_Task details:_
In the entries below, find the line containing "of the neighboring". Copy it and all lines after it, exactly, through the end.

--- Given data ---

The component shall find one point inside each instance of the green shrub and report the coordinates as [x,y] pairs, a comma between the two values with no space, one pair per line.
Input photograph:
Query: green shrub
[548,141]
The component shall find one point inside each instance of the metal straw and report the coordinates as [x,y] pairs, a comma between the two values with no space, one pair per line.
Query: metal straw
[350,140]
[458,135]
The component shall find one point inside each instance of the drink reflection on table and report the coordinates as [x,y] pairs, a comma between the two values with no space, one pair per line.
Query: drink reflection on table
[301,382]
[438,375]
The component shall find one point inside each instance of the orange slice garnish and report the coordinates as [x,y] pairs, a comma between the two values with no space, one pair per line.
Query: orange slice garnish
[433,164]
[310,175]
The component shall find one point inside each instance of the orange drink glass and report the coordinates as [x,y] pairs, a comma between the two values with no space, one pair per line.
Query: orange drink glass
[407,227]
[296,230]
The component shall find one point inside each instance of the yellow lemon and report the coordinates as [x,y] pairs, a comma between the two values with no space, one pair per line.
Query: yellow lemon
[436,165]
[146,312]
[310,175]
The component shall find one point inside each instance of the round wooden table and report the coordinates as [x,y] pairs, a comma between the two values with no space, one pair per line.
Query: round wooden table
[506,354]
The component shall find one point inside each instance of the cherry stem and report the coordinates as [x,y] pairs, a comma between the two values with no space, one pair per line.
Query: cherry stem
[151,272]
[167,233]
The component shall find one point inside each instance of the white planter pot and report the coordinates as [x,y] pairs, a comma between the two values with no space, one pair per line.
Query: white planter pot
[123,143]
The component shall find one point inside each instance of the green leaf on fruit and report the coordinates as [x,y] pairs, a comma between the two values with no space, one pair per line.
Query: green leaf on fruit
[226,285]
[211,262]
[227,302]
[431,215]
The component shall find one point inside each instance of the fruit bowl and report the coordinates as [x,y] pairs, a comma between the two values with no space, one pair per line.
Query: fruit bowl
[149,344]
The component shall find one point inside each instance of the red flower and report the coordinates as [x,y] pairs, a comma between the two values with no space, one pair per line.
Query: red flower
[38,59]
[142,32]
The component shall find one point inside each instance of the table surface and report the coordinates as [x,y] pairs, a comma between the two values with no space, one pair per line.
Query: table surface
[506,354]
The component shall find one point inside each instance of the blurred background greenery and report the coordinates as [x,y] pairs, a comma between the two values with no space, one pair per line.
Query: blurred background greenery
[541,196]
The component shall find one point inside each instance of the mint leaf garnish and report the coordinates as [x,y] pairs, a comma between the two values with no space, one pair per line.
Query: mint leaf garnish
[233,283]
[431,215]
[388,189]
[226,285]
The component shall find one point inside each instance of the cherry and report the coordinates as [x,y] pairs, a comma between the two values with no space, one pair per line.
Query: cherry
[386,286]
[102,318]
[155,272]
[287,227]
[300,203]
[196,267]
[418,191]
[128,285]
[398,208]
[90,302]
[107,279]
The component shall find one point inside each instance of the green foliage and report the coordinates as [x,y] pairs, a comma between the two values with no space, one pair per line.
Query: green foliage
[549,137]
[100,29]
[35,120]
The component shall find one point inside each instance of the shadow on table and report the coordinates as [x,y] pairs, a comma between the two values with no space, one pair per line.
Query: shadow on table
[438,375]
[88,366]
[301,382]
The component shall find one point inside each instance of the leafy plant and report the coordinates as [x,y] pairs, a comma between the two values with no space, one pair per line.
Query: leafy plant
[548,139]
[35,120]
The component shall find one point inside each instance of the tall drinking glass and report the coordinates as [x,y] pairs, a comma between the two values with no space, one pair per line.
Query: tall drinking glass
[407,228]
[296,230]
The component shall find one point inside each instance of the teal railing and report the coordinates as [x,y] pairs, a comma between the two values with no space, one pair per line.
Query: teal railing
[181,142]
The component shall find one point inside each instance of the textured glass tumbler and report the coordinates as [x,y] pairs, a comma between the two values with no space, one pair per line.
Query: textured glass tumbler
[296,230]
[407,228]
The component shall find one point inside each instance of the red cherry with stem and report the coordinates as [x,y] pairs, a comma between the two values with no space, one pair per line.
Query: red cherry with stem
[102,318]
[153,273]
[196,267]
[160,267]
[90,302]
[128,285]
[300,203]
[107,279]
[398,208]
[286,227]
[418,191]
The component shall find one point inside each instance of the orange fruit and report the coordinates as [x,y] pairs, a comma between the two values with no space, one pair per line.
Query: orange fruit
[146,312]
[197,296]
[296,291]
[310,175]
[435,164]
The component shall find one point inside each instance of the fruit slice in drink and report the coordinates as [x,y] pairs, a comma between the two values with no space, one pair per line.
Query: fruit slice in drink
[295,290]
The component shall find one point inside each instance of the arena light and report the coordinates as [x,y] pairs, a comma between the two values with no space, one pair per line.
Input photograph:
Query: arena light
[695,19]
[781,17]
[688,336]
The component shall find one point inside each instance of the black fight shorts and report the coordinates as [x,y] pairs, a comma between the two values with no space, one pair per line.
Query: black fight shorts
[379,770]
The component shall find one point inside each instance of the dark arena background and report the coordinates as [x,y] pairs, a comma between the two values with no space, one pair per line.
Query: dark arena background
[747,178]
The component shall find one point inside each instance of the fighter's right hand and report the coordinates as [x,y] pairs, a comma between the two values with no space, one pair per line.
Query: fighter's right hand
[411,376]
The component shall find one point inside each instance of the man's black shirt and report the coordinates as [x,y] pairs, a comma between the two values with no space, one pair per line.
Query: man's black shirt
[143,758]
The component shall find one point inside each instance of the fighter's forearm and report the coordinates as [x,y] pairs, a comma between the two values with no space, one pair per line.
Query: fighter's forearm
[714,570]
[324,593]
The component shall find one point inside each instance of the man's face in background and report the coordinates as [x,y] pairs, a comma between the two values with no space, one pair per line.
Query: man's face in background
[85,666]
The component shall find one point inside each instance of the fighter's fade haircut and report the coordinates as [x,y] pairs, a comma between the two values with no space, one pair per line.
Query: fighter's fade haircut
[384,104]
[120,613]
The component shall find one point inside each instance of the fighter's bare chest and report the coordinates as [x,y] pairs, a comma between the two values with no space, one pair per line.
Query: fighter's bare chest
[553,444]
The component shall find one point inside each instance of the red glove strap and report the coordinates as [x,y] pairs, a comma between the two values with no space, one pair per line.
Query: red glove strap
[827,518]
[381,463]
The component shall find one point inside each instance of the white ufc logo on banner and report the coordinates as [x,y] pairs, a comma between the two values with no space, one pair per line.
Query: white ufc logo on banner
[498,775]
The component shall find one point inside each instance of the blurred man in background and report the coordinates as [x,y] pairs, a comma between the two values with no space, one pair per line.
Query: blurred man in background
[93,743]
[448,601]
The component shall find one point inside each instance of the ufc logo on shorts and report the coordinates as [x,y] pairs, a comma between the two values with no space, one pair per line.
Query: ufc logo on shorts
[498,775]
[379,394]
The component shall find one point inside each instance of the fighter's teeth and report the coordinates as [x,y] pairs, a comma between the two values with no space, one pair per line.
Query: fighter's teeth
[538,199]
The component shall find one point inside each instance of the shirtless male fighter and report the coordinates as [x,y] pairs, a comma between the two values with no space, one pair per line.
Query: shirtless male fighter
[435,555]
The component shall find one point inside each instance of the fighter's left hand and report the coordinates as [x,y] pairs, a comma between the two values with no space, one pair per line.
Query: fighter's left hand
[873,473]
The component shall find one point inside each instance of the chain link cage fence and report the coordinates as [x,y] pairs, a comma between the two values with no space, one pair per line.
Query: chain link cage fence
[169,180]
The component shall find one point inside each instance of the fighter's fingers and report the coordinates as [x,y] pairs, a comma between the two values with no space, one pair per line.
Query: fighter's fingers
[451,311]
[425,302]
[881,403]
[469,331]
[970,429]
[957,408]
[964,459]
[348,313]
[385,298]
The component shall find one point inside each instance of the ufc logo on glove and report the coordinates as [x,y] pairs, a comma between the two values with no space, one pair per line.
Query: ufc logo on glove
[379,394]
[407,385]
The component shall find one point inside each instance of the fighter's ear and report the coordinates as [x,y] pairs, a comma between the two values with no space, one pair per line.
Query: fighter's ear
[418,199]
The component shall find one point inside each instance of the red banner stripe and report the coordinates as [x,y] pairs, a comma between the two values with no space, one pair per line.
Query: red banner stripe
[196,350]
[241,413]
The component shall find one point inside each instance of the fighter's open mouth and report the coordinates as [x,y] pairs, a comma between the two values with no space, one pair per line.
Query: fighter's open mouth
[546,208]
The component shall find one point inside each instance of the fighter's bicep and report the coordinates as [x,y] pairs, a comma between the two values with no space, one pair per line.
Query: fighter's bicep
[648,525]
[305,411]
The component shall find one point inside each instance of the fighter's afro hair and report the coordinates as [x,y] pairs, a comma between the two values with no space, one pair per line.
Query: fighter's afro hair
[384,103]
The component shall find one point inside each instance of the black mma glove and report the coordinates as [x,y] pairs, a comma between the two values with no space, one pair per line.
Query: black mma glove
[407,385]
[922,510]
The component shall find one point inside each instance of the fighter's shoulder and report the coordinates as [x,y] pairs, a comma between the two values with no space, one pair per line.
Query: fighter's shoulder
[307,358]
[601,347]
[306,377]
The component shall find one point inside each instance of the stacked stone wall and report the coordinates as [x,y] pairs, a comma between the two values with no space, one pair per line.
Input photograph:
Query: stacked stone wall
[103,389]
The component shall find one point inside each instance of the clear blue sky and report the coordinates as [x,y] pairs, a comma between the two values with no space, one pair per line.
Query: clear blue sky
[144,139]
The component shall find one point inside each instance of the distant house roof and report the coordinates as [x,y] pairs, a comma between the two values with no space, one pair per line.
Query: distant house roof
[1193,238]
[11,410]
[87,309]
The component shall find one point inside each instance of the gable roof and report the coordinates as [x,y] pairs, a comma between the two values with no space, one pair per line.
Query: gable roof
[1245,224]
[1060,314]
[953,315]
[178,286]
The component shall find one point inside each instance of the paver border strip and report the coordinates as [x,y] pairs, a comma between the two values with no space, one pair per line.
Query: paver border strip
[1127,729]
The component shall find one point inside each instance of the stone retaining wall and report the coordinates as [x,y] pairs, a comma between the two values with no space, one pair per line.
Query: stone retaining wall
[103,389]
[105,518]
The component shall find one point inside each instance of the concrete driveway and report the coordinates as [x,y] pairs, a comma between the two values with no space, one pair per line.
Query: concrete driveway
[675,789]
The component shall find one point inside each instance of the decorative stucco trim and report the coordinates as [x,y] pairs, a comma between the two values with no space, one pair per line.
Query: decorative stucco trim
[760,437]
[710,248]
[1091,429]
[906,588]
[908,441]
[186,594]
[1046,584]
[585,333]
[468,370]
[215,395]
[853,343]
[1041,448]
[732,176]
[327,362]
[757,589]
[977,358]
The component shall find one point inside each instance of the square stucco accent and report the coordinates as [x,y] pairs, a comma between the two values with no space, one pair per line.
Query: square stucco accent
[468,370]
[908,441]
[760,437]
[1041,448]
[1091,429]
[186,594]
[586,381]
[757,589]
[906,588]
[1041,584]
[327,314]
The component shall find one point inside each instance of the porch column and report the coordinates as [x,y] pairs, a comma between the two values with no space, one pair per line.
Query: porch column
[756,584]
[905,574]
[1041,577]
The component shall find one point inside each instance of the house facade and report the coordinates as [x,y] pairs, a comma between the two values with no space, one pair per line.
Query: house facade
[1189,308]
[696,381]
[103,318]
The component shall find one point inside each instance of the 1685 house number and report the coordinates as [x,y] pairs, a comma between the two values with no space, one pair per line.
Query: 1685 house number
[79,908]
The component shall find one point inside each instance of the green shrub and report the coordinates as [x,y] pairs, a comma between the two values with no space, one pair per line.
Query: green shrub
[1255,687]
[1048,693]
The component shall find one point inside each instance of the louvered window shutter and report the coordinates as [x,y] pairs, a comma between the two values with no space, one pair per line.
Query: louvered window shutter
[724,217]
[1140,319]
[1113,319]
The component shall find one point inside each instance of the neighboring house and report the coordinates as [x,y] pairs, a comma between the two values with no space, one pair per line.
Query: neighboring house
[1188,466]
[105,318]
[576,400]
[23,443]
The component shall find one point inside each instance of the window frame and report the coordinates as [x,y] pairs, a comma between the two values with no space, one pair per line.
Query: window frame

---

_Exercise response:_
The component shall find one point inside each instance of the neighboring house and report the coordinates as [x,y] pairs, a comma between the two values with no space, one pair per line.
Query: neighboring house
[1188,466]
[105,318]
[576,400]
[23,443]
The component shall find one point inside each instance of the window frame and report the coordinates as [x,y] pairs, a comma between the two values with no space, one pair per line.
Query: window frame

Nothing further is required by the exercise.